**WHAT TO PRODUCE:**
Lay out everything from the start of the entries down to the line containing "left=696, top=525, right=760, bottom=618" as a two-column CSV with the columns text and answer. Use one row per entry, with its text and its answer each in a single quoted field and line breaks replaced by spaces.

(Dataset excerpt)
________________

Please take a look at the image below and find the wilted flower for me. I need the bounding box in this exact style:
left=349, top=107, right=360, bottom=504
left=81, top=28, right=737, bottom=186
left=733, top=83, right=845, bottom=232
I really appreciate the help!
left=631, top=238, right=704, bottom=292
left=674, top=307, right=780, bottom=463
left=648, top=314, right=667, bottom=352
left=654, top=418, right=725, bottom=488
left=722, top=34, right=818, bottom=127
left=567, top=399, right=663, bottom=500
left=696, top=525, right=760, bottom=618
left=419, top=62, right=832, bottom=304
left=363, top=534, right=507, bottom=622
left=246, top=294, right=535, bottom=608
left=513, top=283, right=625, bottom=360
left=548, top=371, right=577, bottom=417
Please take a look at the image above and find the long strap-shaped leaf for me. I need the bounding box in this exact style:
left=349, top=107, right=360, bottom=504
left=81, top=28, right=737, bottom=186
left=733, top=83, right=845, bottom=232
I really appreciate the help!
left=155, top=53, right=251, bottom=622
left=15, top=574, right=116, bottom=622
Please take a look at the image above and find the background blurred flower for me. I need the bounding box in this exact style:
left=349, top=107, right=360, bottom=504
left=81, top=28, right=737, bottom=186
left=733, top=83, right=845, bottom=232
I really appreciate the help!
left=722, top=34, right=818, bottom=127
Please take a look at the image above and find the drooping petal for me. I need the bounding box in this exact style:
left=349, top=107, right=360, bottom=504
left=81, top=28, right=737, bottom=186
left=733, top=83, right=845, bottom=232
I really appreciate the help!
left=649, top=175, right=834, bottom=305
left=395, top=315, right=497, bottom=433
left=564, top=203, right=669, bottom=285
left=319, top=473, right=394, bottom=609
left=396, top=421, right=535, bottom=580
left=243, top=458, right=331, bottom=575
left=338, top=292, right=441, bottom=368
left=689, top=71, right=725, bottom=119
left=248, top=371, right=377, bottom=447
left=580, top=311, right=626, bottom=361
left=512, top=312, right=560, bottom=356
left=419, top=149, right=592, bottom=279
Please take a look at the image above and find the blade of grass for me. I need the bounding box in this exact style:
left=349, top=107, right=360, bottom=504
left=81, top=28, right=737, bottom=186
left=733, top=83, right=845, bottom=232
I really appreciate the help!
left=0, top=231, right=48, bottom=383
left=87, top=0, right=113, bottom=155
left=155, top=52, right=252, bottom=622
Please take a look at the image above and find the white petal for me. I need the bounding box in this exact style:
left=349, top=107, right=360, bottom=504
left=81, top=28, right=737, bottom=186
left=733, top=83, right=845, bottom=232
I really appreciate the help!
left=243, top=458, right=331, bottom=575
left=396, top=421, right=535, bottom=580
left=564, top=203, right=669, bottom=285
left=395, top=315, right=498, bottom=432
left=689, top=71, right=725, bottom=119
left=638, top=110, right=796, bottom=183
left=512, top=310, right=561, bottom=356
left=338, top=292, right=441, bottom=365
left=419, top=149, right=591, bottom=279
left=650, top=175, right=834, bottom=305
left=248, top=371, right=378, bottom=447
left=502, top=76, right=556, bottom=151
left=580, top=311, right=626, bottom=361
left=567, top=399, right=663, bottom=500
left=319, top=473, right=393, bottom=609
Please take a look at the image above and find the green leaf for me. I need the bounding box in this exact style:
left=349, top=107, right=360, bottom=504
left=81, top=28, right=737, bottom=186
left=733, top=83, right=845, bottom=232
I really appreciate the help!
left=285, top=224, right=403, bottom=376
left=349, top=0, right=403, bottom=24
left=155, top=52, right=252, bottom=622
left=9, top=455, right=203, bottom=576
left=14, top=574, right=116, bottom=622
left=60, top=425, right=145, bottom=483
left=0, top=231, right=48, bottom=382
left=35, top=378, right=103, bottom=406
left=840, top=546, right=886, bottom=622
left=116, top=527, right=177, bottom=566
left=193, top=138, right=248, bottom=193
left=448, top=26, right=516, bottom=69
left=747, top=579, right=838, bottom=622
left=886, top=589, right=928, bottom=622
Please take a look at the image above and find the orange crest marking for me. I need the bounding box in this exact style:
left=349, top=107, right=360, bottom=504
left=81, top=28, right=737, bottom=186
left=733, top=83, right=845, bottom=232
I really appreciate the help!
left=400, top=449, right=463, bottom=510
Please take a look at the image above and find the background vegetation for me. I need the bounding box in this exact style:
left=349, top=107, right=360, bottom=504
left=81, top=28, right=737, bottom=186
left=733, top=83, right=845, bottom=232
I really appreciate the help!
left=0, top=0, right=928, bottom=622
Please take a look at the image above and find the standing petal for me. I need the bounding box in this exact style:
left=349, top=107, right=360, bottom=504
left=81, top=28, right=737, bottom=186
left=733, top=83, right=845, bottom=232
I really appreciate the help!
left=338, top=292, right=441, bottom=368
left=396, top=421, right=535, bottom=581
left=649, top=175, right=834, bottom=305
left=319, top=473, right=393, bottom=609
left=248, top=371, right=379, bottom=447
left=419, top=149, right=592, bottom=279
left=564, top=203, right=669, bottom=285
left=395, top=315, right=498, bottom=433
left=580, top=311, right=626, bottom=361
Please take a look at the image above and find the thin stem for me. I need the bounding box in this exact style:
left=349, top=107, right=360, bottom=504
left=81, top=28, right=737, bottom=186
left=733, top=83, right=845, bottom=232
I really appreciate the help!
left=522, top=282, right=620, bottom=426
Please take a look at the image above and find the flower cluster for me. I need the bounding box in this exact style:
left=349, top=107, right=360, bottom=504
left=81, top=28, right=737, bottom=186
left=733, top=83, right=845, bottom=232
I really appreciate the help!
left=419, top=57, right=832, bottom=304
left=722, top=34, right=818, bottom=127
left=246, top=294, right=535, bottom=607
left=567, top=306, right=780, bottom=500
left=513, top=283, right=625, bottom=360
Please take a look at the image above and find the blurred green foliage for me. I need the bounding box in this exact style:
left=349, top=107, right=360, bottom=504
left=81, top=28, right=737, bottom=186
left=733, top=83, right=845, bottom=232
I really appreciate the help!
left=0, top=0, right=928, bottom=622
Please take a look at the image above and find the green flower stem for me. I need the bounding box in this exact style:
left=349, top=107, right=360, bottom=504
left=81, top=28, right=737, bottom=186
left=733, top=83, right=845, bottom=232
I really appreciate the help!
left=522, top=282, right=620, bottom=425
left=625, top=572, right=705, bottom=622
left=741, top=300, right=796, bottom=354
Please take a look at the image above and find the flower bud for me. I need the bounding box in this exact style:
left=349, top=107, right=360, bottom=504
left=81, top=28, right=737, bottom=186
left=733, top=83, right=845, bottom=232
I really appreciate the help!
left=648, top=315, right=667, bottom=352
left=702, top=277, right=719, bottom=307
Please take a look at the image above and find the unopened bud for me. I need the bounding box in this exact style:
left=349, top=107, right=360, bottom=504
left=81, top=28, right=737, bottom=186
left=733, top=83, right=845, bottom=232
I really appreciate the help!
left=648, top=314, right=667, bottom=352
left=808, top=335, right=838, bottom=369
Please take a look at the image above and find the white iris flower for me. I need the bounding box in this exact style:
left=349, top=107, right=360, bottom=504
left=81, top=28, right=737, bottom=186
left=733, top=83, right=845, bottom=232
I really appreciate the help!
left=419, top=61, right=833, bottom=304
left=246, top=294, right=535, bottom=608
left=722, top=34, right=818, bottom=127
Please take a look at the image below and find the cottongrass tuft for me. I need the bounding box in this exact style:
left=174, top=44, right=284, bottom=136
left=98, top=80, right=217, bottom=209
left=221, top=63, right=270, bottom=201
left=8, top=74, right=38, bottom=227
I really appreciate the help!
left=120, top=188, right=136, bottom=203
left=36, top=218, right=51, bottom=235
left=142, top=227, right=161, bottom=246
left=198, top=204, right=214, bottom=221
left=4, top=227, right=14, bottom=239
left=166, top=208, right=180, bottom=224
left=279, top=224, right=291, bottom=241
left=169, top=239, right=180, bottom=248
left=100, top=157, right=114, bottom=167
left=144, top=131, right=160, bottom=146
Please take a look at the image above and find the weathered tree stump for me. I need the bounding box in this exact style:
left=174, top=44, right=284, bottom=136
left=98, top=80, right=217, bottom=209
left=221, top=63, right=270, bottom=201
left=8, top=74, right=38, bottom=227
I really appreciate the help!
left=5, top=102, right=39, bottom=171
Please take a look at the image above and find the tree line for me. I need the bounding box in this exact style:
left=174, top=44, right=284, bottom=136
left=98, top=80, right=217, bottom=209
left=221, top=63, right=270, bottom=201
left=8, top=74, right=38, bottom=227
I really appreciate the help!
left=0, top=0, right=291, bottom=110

________________

**WRITTEN RESPONSE:**
text,answer
"Please take a look at the image below and find the wilted flower for me. I need the bounding box in this exact style: left=349, top=107, right=360, bottom=504 left=81, top=28, right=737, bottom=186 left=733, top=83, right=845, bottom=232 I really appreciate the help!","left=631, top=238, right=704, bottom=292 left=674, top=307, right=780, bottom=463 left=648, top=314, right=667, bottom=352 left=654, top=418, right=725, bottom=488 left=722, top=34, right=818, bottom=127 left=567, top=399, right=663, bottom=500 left=696, top=525, right=760, bottom=618"